AIM:
Return all the data, word for word.

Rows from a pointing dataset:
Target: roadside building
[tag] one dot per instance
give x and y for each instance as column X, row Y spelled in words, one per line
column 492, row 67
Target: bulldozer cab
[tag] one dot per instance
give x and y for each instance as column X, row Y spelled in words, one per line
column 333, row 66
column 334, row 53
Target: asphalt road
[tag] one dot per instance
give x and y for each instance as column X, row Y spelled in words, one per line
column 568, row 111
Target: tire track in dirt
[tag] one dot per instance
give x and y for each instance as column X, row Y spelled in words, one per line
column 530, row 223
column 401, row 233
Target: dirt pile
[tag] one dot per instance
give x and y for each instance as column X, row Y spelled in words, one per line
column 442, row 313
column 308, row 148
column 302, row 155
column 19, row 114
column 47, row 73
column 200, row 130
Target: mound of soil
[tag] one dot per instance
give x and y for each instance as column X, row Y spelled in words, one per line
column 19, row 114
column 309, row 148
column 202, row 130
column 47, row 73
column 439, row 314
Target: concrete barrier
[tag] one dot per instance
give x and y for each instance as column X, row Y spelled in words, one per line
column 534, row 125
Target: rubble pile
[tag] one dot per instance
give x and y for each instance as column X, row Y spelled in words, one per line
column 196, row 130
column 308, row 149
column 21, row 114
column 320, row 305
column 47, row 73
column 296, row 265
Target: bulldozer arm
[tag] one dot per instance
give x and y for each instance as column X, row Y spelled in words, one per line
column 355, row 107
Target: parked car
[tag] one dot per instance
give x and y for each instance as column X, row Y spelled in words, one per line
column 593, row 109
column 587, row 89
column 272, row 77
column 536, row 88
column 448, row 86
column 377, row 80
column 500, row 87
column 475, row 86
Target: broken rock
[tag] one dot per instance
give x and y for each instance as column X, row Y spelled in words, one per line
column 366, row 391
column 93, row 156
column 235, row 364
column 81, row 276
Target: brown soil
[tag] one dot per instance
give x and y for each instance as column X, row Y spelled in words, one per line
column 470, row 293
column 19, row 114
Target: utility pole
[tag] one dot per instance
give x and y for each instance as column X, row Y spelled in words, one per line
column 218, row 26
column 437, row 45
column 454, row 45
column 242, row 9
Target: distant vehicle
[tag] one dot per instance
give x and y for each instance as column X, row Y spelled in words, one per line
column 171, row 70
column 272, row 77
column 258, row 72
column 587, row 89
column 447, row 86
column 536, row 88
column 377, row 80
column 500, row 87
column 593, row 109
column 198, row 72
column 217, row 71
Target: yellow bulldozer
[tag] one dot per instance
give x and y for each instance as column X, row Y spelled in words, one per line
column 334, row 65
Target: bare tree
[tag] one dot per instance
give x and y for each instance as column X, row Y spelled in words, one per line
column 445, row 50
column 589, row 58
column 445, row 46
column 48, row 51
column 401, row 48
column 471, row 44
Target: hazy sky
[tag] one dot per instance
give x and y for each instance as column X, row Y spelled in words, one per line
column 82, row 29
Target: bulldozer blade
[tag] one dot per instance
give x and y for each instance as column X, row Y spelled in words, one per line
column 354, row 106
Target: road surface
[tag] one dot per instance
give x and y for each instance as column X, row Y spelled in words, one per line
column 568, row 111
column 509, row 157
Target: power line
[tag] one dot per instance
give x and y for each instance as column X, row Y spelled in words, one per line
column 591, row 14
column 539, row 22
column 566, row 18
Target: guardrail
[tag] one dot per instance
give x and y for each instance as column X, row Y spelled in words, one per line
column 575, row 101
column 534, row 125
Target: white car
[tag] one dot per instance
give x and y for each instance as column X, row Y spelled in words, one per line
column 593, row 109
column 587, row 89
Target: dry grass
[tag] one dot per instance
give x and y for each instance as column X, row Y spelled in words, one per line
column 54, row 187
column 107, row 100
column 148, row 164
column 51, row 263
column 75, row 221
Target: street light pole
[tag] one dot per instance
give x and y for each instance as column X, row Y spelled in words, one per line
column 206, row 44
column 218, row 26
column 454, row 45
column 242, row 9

FINAL ANSWER:
Target: roadside building
[tag] one dot per instance
give x and y for each instance as column X, row Y spelled in words, one per line
column 492, row 67
Target: bulldozer cab
[tag] one dot per instance
give x and y for each instance as column X, row Y spelled in words, one per line
column 333, row 66
column 334, row 53
Target: asphalt road
[tag] one dot per instance
give x and y for each instance as column X, row Y spelled in words, one per line
column 568, row 111
Target: tire track in dirt
[tag] one dot per instance
give x and y for each instance as column X, row Y spelled in words, one per line
column 530, row 223
column 401, row 233
Target: dirt pile
[tag] one dot per instance
give x and y for each instance as column X, row Y spelled in words, one per line
column 442, row 313
column 308, row 148
column 302, row 155
column 19, row 114
column 47, row 73
column 200, row 130
Target: mound of soil
[tag] one dot per instance
give x and y for each instance as column X, row Y spelled in words, one per line
column 19, row 114
column 309, row 148
column 202, row 130
column 47, row 73
column 439, row 314
Target: concrete barrier
[tag] one dot per instance
give x and y for each instance as column X, row Y spelled in words, one per line
column 534, row 125
Target: rubble pile
[tag] one dot per instance
give x and y for each instance as column X, row Y spelled in words, one per line
column 196, row 130
column 308, row 149
column 21, row 114
column 320, row 305
column 47, row 73
column 296, row 265
Target: bulldozer arm
[tag] one dot per instance
give x and y for each instance as column X, row Y spelled in words, one per line
column 355, row 107
Target: parked car
[tag] one dot per instance
give x and y for each instance as column X, row Y spelled in words, one per line
column 593, row 109
column 587, row 89
column 272, row 77
column 536, row 88
column 448, row 86
column 377, row 80
column 500, row 87
column 475, row 86
Target: broken rock
[tag] one dot per instance
give x and y for each instance as column X, row Y spelled in words, one per line
column 366, row 391
column 93, row 156
column 235, row 364
column 81, row 276
Target: brown soil
[tag] one dot per instance
give x and y for each instance as column X, row Y spelled in words, one per line
column 470, row 293
column 19, row 114
Target: utility pole
[tag] one dot per instance
give x and y for each instance as column X, row Y spelled in words, one per line
column 218, row 26
column 437, row 45
column 454, row 45
column 242, row 9
Target: distant vehicle
[tag] one dot per instance
give x and y for each instance as column X, row Y spelled in words, one per line
column 171, row 70
column 272, row 77
column 258, row 72
column 587, row 89
column 447, row 86
column 536, row 88
column 377, row 80
column 500, row 87
column 593, row 109
column 198, row 72
column 217, row 71
Target: yellow bulldozer
[tag] one dot per instance
give x and y for each instance as column X, row Y spelled in words, one per line
column 334, row 65
Target: bare tree
[tag] one dot per instance
give x and y for each instance as column X, row Y spelled in words, one per line
column 445, row 50
column 589, row 58
column 445, row 46
column 48, row 51
column 401, row 48
column 471, row 44
Target: hazy sky
[tag] one dot per instance
give x and y for each instance as column X, row Y spelled in words, one per line
column 82, row 29
Target: bulldozer blade
[tag] one dot per instance
give x and y for each instance as column X, row Y spelled in words, one per line
column 354, row 106
Target: road surface
[tag] one dot per instance
give x and y for each instance as column X, row Y spelled in words, one per line
column 568, row 111
column 509, row 157
Target: power line
[tag] one dot per instance
give x and y for each instance as column X, row Y spelled in words, one per line
column 591, row 14
column 539, row 22
column 566, row 18
Target: guardrail
[tag] one dot per instance
give x and y for each instance as column X, row Y spelled in words, one per line
column 575, row 101
column 534, row 125
Target: white car
[tag] one dot per instance
give x and y for each instance as column X, row Y spelled in words, one per line
column 593, row 109
column 587, row 89
Target: dry grass
[tag] one dot per instance
give x and y for each instance as column X, row Y spelled in words, one per line
column 54, row 187
column 107, row 100
column 148, row 164
column 51, row 263
column 75, row 221
Target: street light pole
[tag] one dot per instance
give x and y for each instance as column X, row Y spelled in words, one per line
column 206, row 44
column 218, row 26
column 454, row 45
column 242, row 9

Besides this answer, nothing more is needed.